## [TASK INSTRUCTIONS]
- 1) From the post about becoming a stay-at-home mom, extract the passage from "Recently, however, I" to "ideal utopian purpose.", copying it word for word.
- 2) Extend the post about becoming a stay-at-home mom by continuing it from its final sentence.

## [EXCERPT TO READ]
* * * *
I have never wanted to be a stay at home mom(SAHM). Never. From my previous posts, it is clear that I had a hard time becoming a mom at all. I have openly questioned my mother, my aunts and others who were SAHMs. I didn't get it, I didn't understand it, it was like they were speaking a foreign language to me. How could someone in their right mind want to stay home and raise kids? I even remember writing in my journal after Braxton was born that I needed my life to be more than "dishes and diapers".
I started working again when Braxton was 6 weeks old and I loved it. I uprooted by family when Braxton was 5 months old to pursue my career in Washington, DC. Since I was 15, I have been telling people I want to develop 3rd world economies. It is my mission and focus all through college. The first time I met Eric, I asked him what his mission in life was and his response was "I want to start businesses and use the profits to help people in Africa start their own businesses." Which is essentially developing the economies in Africa. 6 months later, we were engaged.
Recently, however, I am becoming less and less fulfilled at work and more and more fulfilled at home. It's odd to me and to be honest, it scares me. I do not want to be an empty nester who regrets not doing more in life and is left figuring out who I am without children. I don't want to loose who I am, but I also do not want to live my life chasing an ideal utopian purpose.
* * * *
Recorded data
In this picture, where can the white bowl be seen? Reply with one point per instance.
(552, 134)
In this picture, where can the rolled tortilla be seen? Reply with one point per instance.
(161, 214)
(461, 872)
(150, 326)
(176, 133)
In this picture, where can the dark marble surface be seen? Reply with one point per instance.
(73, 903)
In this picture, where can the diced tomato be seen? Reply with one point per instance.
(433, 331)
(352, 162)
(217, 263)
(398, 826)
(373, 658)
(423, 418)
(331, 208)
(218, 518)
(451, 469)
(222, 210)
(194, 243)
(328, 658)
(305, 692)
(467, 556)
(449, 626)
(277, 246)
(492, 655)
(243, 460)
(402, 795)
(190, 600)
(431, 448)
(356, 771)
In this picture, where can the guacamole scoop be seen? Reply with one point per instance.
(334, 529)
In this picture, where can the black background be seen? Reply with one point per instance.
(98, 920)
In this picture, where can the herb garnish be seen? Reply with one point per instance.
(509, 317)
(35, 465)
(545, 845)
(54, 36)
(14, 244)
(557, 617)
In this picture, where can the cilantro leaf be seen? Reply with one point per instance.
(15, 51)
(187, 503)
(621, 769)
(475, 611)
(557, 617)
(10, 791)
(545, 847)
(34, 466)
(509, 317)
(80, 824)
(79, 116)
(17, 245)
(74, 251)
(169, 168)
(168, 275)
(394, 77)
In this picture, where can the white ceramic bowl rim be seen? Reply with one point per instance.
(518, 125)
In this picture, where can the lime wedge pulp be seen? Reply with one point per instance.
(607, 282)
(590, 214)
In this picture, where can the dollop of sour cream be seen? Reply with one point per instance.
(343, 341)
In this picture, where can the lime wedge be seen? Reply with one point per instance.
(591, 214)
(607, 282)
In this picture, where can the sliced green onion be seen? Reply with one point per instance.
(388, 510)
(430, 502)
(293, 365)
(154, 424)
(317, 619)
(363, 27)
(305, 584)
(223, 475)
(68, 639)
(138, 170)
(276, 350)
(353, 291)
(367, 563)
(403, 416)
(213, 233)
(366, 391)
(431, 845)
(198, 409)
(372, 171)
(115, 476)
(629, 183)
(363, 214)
* * * *
## [ANSWERS PER TASK]
- 1)
Recently, however, I am becoming less and less fulfilled at work and more and more fulfilled at home. It's odd to me and to be honest, it scares me. I do not want to be an empty nester who regrets not doing more in life and is left figuring out who I am without children. I don't want to loose who I am, but I also do not want to live my life chasing an ideal utopian purpose.

- 2)
I understand, at least on an intellectual level, that there are seasons in life and that God's timing is perfect. So as I try to understand the emotions that I am feeling, I have been doing a lot of soul searching. I still believe that my purpose in life has not changed, but that it is simply not the right time.
It is not often that movies impact my life greatly. I enjoy them and move on. But I have been so touched by the movie The Blind Side. I saw my future self in LeeAnne Touhy. I saw the Christal who works a flexible career that she enjoys and who advocates fiercely for her children and changes peoples lives in the process.
This revelation in myself and my purpose has caused me to really take issue with the phrase "life is short". This phrase is touted by motivational speakers, teachers, mentors, pastors and network marketers. All of them, advocating that we live every moment to the fullest and that we leverage every minute and opportunity we have to maximize our potential. Now this is an important philosophy, but in the right context.
If we unrelentingly live our life by this, then we will walk when God wants us to rest and talk when God wants us to listen, all out of fear that we will not accomplish all that we think we should.
When we subscribe to "life is short" then we tend not to "be patient and lean not on our own understanding". It opens us up to stray from God's path. Satan distracts us with the microwave conveniences and shortcuts, but God designed us to be slow cooked in the oven; allowing for us to marinate and set with the full flavors of our experiences coupled with His wisdom.
Life is long. Enjoy it. Seize the moments when God opens the door, but welcome and relax when He gives you rest.
Remember this, when you hear someone saying that "life it short", food always tastes better when it comes out of the oven.......and so will your soul.